#### [DOCUMENT EXCERPT]
Purpose of review: A growing number of procedures are performed outside the operating room. In spite of their relatively noninvasive nature, serious adverse outcomes can occur. We analyzed claims from 1990 and later in the American Society of Anesthesiologists Closed Claims database to assess patterns of injury and liability associated with claims from anesthesia in remote locations (n = 87) compared with claims from operating room procedures (n = 3287).
Recent findings: Compared with operating room claims, remote location claims involved older and sicker patients (P < 0.01), with 50% of remote location claims involving monitored anesthesia care. The proportion of claims for death was increased in remote location claims [54 vs. 29% (operating room claims), P < 0.001]. Respiratory damaging events were more common in remote location claims (44 vs. 20%, P < 0.001), with inadequate oxygenation/ventilation the most common specific event (21 vs. 3% in operating room claims, P < 0.001). Remote location claims were more often judged as being preventable by better monitoring (32 vs. 8% for operating room claims, P < 0.001).

#### [Stored data entries]
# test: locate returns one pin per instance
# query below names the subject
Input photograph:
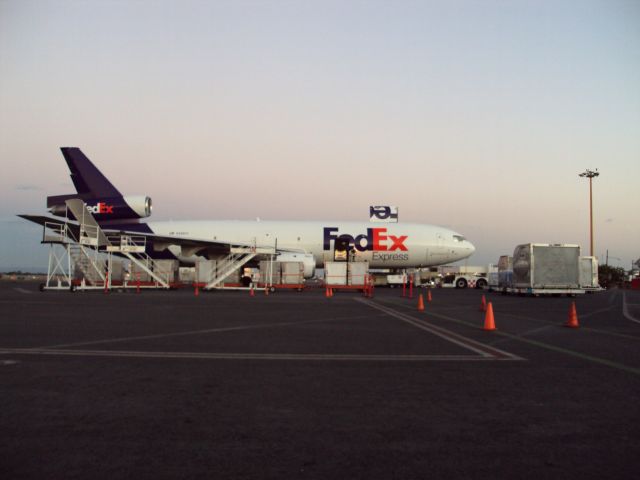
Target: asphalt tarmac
(296, 385)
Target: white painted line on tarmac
(246, 356)
(22, 290)
(198, 332)
(460, 340)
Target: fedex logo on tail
(376, 239)
(100, 207)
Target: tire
(461, 283)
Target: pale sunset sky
(475, 115)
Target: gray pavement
(170, 385)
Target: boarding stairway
(82, 251)
(86, 260)
(237, 258)
(134, 248)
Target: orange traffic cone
(572, 321)
(420, 303)
(489, 322)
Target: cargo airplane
(383, 245)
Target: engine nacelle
(118, 208)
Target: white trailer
(589, 274)
(543, 269)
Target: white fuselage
(383, 245)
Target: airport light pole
(590, 174)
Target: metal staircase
(88, 262)
(238, 257)
(134, 248)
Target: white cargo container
(268, 276)
(166, 269)
(292, 273)
(205, 271)
(589, 273)
(335, 273)
(546, 268)
(138, 274)
(357, 273)
(505, 272)
(187, 274)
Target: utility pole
(590, 174)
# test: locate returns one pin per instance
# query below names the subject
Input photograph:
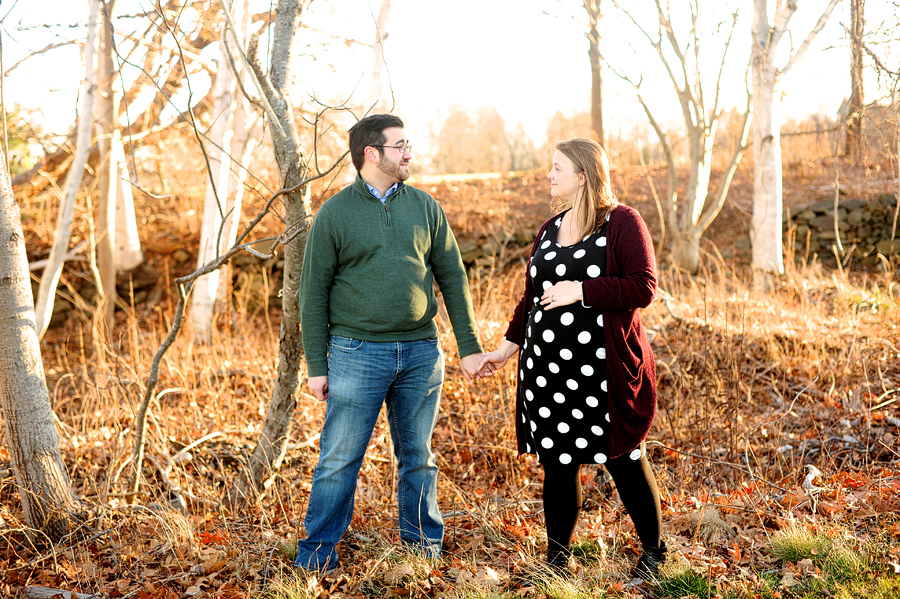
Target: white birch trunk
(247, 131)
(128, 246)
(47, 500)
(765, 225)
(216, 205)
(50, 277)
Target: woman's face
(565, 182)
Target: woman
(587, 379)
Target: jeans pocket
(344, 343)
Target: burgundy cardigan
(629, 283)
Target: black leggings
(637, 488)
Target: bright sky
(509, 54)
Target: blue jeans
(362, 375)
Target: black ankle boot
(558, 561)
(648, 565)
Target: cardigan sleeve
(631, 279)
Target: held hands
(562, 294)
(493, 361)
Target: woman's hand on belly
(562, 294)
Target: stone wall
(865, 229)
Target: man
(367, 310)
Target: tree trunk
(247, 131)
(216, 205)
(128, 245)
(593, 9)
(50, 277)
(269, 452)
(106, 217)
(765, 223)
(856, 104)
(47, 500)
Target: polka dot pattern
(564, 373)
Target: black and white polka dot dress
(562, 366)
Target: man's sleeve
(319, 265)
(450, 274)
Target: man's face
(395, 163)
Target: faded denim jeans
(363, 375)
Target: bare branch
(43, 50)
(253, 69)
(809, 38)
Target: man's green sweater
(369, 273)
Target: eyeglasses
(407, 147)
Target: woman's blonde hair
(590, 208)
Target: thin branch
(809, 38)
(252, 70)
(46, 48)
(184, 286)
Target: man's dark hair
(370, 132)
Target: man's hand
(319, 386)
(495, 360)
(470, 366)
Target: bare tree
(106, 129)
(857, 102)
(765, 223)
(269, 452)
(690, 217)
(593, 10)
(48, 502)
(229, 137)
(53, 270)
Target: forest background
(171, 409)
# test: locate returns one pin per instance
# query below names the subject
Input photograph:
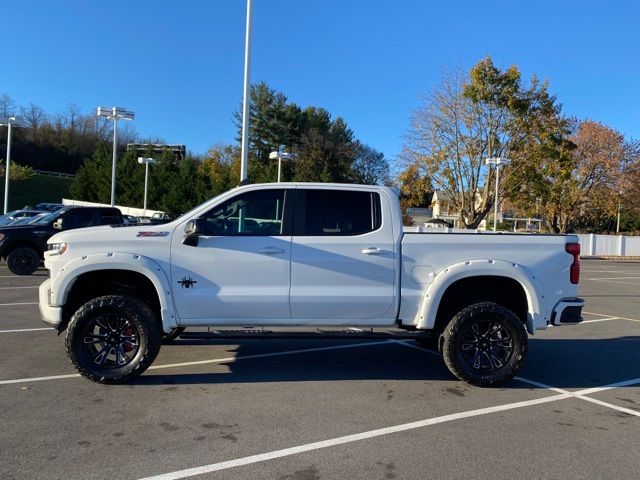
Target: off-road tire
(140, 317)
(172, 335)
(23, 261)
(460, 330)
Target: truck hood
(8, 229)
(112, 234)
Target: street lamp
(498, 162)
(244, 156)
(280, 156)
(115, 114)
(146, 162)
(9, 122)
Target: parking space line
(214, 467)
(26, 330)
(619, 318)
(581, 394)
(600, 320)
(614, 281)
(614, 278)
(16, 288)
(213, 360)
(609, 405)
(38, 379)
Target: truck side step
(284, 333)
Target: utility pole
(245, 98)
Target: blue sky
(178, 64)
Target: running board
(284, 333)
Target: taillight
(574, 271)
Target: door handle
(271, 250)
(374, 251)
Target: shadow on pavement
(562, 363)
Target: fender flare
(426, 317)
(64, 281)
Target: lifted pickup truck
(316, 255)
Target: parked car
(26, 220)
(307, 254)
(23, 246)
(157, 218)
(50, 207)
(18, 214)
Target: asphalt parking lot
(327, 409)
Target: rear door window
(336, 212)
(110, 217)
(78, 219)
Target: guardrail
(593, 245)
(55, 174)
(136, 212)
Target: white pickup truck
(302, 254)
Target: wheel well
(486, 288)
(108, 282)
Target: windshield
(47, 218)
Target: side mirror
(192, 230)
(59, 224)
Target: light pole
(9, 122)
(245, 98)
(498, 162)
(146, 162)
(280, 156)
(115, 114)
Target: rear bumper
(50, 314)
(567, 312)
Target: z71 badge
(152, 234)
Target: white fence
(136, 212)
(609, 245)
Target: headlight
(57, 248)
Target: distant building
(444, 209)
(158, 149)
(419, 216)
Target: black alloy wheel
(113, 339)
(485, 344)
(110, 340)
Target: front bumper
(50, 314)
(567, 312)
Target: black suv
(23, 246)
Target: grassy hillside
(37, 189)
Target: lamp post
(146, 162)
(115, 114)
(498, 162)
(9, 122)
(244, 156)
(280, 156)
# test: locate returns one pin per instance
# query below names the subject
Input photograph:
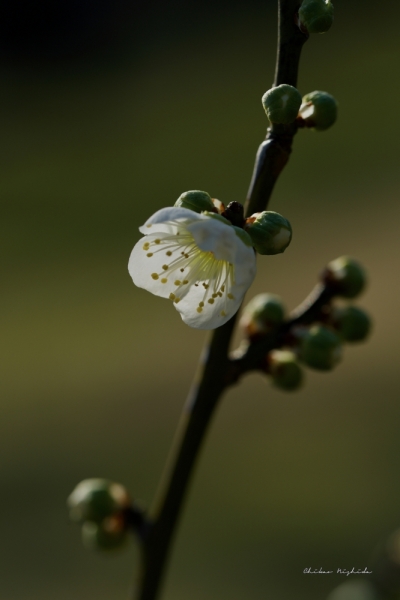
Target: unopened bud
(285, 370)
(96, 499)
(345, 276)
(352, 323)
(282, 103)
(262, 314)
(320, 348)
(270, 232)
(318, 110)
(196, 201)
(316, 16)
(108, 535)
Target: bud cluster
(100, 506)
(317, 340)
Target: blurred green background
(96, 137)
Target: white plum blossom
(197, 261)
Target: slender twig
(215, 372)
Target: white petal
(160, 221)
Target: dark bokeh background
(108, 112)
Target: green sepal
(102, 536)
(352, 323)
(96, 499)
(270, 232)
(320, 348)
(318, 110)
(195, 200)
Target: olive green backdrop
(95, 371)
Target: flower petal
(161, 220)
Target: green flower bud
(316, 16)
(282, 104)
(355, 590)
(320, 348)
(96, 499)
(270, 232)
(318, 110)
(262, 314)
(108, 535)
(345, 276)
(285, 370)
(352, 323)
(218, 217)
(196, 201)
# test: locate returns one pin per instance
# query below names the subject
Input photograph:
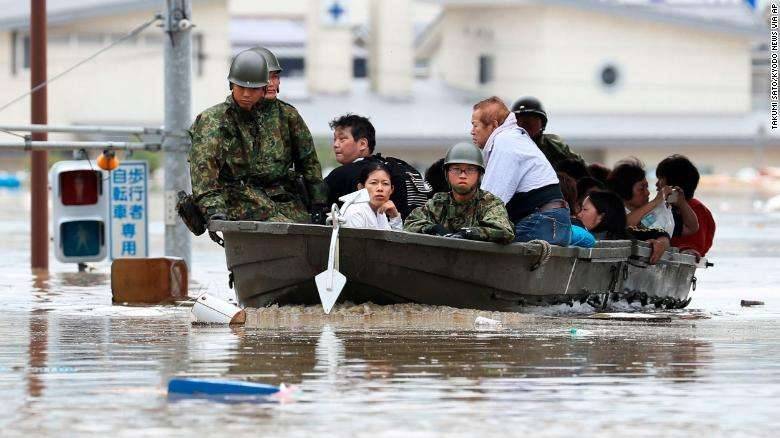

#### [WHAT THE TASK REQUIRES]
Using the anesthesia claims abstract, decide whether each statement agrees with it, and answer yes or no, quoting the words that decide it: (a) Half of the remote location claims involved monitored anesthesia care. (b) Claims for death made up a smaller share of remote location claims than of operating room claims. (c) Inadequate oxygenation/ventilation was the most common specific event. Rely only on the anesthesia claims abstract.

#### [RESULT OF THE TASK]
(a) Yes: "with 50% of remote location claims involving monitored anesthesia care"
(b) No: "The proportion of claims for death was increased in remote location claims [54 vs. 29% (operating room claims), P < 0.001]"
(c) Yes: "with inadequate oxygenation/ventilation the most common specific event"